Required task:
Can you write out the whole listing exactly?

>> start Records shown

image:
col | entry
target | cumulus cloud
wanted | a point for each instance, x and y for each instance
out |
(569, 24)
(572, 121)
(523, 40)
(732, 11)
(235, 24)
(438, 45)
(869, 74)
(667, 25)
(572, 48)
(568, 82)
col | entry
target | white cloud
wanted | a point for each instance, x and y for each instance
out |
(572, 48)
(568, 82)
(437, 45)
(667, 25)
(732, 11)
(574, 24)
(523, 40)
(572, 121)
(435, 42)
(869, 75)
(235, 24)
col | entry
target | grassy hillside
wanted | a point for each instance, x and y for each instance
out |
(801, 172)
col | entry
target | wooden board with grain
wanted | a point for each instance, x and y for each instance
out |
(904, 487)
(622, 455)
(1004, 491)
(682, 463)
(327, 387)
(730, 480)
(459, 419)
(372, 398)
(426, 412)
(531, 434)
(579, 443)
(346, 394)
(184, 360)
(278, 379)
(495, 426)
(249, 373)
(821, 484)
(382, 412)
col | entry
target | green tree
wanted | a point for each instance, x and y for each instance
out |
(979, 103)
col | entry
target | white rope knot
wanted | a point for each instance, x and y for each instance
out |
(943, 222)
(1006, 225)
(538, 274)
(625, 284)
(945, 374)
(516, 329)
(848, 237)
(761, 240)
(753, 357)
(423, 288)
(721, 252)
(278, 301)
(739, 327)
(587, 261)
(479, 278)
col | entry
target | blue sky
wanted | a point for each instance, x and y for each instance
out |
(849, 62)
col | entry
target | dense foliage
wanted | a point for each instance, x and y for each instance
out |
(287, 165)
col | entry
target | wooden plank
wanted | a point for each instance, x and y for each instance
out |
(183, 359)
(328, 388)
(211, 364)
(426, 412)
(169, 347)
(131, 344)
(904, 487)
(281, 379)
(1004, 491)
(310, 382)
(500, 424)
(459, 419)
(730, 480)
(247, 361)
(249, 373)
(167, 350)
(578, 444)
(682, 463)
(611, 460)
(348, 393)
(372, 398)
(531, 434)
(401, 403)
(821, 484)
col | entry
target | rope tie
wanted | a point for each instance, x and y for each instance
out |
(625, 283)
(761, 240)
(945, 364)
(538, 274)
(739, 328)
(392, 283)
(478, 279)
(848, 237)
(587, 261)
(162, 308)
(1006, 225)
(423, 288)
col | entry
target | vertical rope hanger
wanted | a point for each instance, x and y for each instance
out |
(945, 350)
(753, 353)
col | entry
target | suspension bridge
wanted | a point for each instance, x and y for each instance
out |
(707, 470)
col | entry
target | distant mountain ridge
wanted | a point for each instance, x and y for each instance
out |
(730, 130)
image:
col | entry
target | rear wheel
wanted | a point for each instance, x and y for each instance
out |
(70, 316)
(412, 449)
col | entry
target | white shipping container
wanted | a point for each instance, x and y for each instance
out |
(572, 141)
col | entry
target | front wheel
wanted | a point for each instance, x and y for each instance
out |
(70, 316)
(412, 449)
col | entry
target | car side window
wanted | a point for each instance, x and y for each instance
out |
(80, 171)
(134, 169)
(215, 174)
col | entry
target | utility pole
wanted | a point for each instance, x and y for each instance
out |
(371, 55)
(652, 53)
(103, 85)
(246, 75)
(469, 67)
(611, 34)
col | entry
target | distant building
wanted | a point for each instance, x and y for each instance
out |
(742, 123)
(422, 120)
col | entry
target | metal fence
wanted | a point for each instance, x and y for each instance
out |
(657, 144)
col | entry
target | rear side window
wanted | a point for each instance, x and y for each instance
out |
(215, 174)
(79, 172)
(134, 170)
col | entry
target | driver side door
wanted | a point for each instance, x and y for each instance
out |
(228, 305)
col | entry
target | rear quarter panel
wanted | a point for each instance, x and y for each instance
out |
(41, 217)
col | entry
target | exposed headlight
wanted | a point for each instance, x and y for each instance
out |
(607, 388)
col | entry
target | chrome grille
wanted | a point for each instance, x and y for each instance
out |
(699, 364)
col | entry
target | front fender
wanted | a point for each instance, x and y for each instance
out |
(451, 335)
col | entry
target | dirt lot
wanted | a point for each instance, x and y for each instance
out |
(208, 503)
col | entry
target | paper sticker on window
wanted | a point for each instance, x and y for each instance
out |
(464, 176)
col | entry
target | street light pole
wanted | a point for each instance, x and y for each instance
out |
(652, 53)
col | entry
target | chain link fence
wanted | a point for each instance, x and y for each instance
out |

>> end Records shown

Response to the task:
image:
col | entry
target | cumulus cloud
wanted | a point for each instance, x and y for each instance
out |
(569, 24)
(572, 121)
(523, 40)
(732, 11)
(235, 24)
(438, 45)
(869, 74)
(667, 25)
(572, 48)
(568, 82)
col | entry
target | white cloud
wanted | a point for each instance, x and y for each instance
out |
(572, 48)
(568, 82)
(437, 45)
(667, 25)
(732, 11)
(574, 24)
(523, 40)
(572, 121)
(435, 42)
(869, 75)
(235, 24)
col | entry
target | grassy hillside
wanted | a point for each instance, x and y for each instance
out |
(801, 172)
col | entry
target | wooden board with grain
wanted | a point for each instance, x and y for each instance
out |
(904, 487)
(622, 455)
(1004, 491)
(682, 463)
(327, 387)
(730, 480)
(459, 419)
(372, 398)
(426, 412)
(531, 434)
(579, 443)
(346, 394)
(184, 360)
(278, 379)
(495, 426)
(249, 373)
(821, 484)
(382, 412)
col | entry
target | green tree
wanted | a point for each instance, x and y for each instance
out |
(979, 103)
col | entry
target | white rope knot
wanted | a point for each instance, x and y for each instance
out |
(943, 222)
(1006, 225)
(538, 274)
(625, 284)
(945, 374)
(516, 329)
(848, 237)
(761, 240)
(753, 357)
(423, 288)
(721, 252)
(278, 301)
(739, 327)
(587, 261)
(479, 278)
col | entry
target | blue sky
wanted | a point for each instance, x and y for each instance
out |
(849, 62)
col | entry
target | dense foliage
wanted | a point for each instance, x and y for each instance
out |
(287, 165)
col | entry
target | wooden plank
wanted | a point for each instance, x and y for each instance
out |
(183, 359)
(328, 388)
(211, 364)
(426, 412)
(169, 347)
(131, 344)
(904, 487)
(281, 379)
(1004, 491)
(310, 382)
(500, 424)
(459, 419)
(730, 480)
(247, 361)
(249, 373)
(167, 350)
(578, 444)
(682, 463)
(611, 460)
(348, 393)
(372, 398)
(531, 434)
(401, 403)
(821, 484)
col | entry
target | rope tie
wanted | a point for each instance, x and y for each instance
out |
(625, 283)
(761, 240)
(945, 364)
(538, 274)
(739, 328)
(392, 283)
(478, 279)
(848, 237)
(587, 261)
(162, 308)
(1006, 225)
(423, 288)
col | entry
target | vertical rope hanger
wanted | a point for each instance, x and y for each instance
out |
(945, 350)
(753, 353)
col | entry
target | suspension bridge
wanted | a point for each instance, x and y for each instance
out |
(707, 470)
col | entry
target | distant mountain ridge
wanted | a point for each instance, x and y for each instance
out |
(730, 130)
image:
col | entry
target | rear wheel
wanted | a point for each instance, x and y for each instance
out |
(70, 316)
(412, 449)
col | entry
target | white shipping container
wanted | a point for each instance, x and y for each instance
out |
(572, 141)
col | entry
target | front wheel
wanted | a point for each instance, x and y for each instance
out |
(70, 316)
(412, 449)
col | entry
target | car side window
wanted | a point for each instance, x and y for each instance
out |
(80, 171)
(134, 169)
(215, 174)
col | entry
target | utility pole
wanted | a point for each instance, x and y for each instance
out |
(371, 55)
(652, 53)
(103, 85)
(246, 75)
(469, 67)
(611, 34)
col | entry
target | distant building
wanted | a point for each instance, x and y for each instance
out |
(742, 123)
(422, 120)
col | entry
target | metal fence
wanted | a point for each instance, x and y for each instance
out |
(657, 144)
col | entry
target | rear side window
wanted | a point for each instance, x and y for each instance
out |
(215, 174)
(79, 172)
(134, 170)
col | entry
target | driver side door
wanted | a point for each instance, x and y for each instance
out |
(228, 305)
col | entry
target | rear quarter panel
wanted | a point for each instance, x and y for each instance
out |
(41, 217)
col | entry
target | exposed headlight
wanted | a point for each instance, x and y for each instance
out |
(607, 388)
col | entry
target | chrome grille
wanted | a point for each instance, x and y for each instance
out |
(699, 364)
col | entry
target | front fender
wanted | a point for each instance, x and y for each instance
out |
(451, 335)
col | entry
target | dirt lot
wanted | a point for each instance, x and y for each instance
out |
(208, 503)
col | entry
target | paper sticker on window
wanted | a point for each instance, x and y for each instance
out |
(464, 176)
col | entry
target | street light pole
wanted | a point for each instance, x and y for each instance
out |
(652, 53)
col | entry
target | chain link fence
wanted | a point for each instance, x and y for each instance
out |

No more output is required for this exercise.